Required work -
(1) In the account of loading horses into the trailer, why does the narrator promise Montaro that no pressure will be applied to his head?
(2) Extend the account of loading horses into the trailer, picking up after its final sentence.
======== Page
So I start singing to her. I sing – of all things – Amazing Grace! I spend 20 minutes singing to Zorra as she stands at the door and gradually relaxes. As I’m singing, I also realize that I am clearing all the manky energetic residue from the trailer and it’s past inhabitants as well.
Can you imagine ANY hired hauler standing there, tapping his watch, as I SING my horse into the trailer?? This is one of the reasons why my herd has insisted I stop abdicating this piece and get in the driver’s seat (literally!).
After the singing, I go back to miming STEP and tapping her on the leg. I alternate one leg, then the other. Then I think, “You know what would really help her out, is to SEE someone stepping up into the trailer.” I feel Montaro would be a good candidate for this job.
So I unclip Zorra’s lead rope and leave her to eat grass around the yard while I go get Montaro. I tell Montaro that I promise I will not be applying any pressure to his head as I know that really hurt yesterday and I know he’s completely fed up with that.
He eats grass as we meander our way up to the trailer. I hop in the trailer and show him the hay – and feed him a few mouthfuls. Then I let him have some feed out of the tub and then do the same as I did with Zorra. He watches me pour some feed in the middle of the trailer and then I put the feed tub in the far corner, under the hay net.
================
======== Stored records
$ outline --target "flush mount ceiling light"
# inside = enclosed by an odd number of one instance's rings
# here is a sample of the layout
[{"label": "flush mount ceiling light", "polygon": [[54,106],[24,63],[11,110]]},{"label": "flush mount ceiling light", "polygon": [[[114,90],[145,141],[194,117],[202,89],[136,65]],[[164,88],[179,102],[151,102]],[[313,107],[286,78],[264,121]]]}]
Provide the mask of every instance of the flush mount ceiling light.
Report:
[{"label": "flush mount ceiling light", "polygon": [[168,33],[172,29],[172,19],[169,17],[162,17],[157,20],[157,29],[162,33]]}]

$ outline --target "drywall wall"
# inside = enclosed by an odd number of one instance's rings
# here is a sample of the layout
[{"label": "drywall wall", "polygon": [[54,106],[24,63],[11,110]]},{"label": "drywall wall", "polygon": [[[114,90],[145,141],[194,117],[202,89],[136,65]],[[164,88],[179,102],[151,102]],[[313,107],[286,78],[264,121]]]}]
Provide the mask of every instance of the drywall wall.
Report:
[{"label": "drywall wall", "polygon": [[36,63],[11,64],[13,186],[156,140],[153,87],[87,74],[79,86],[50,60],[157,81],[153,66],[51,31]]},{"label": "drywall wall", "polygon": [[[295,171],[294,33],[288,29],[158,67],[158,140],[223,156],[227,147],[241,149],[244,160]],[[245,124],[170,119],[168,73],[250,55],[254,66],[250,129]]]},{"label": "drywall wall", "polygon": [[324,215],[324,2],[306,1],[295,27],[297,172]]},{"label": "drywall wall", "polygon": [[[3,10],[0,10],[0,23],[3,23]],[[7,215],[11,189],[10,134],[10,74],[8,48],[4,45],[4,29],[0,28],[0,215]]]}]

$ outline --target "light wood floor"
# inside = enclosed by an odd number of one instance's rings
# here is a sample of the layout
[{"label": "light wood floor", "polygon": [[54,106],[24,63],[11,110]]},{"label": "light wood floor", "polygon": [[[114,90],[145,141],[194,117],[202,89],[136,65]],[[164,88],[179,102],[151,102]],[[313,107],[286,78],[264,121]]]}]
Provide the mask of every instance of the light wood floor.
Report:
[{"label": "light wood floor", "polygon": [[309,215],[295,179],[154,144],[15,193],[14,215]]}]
================
Results for the exercise -
(1) The narrator knows the pressure really hurt Montaro the day before and that he is completely fed up with it.

(2)
Interestingly, Zorra has come to stand right beside him. She is actually giving up the opportunity to graze in order to watch Montaro’s trailer session up-close!
Within 5 minutes – with zero pressure on the lead rope, I am squatted down, just beckoning with my hand and pointing at the feed mound on the floor – Montaro steps with 2 feet into the trailer. Effusive praise from me as I give him the handful of feed. He then pulls back and gets off – I am careful to not let him feel any resistance from the rope as he pulls back and off.
I feel, “Yep. We’re done. That’s enough for today.” I let him eat a bit of grass on the way back to the field. But I figure I shouldn’t make trailer training sessions about eating grass, so I let him stop only a few times.
Is There a Place for Pressure?
I then clip the lead rope back onto Zorra’s halter and bring her over to the trailer again. As I ask her to STEP, I now feel I need to add a bit more ‘ask’ (what? pressure??!). I question my motivation – am I really feeling correctly into what Zorra needs, or am I just impatient or fed up?
I ponder, how can I add the tiniest amount of pressure possible that is still a clear ‘ask’? So – believe it or not – I move to the pressure-release technique. If I were to guess, I would estimate I’m adding about 1 lb of pressure to the lead rope. Only enough to ask her to come forward, not enough to stop her from pulling back. If she moves to pull back I tell her – going firmly against the dictates of the pressure-release method – that I will release the rope immediately.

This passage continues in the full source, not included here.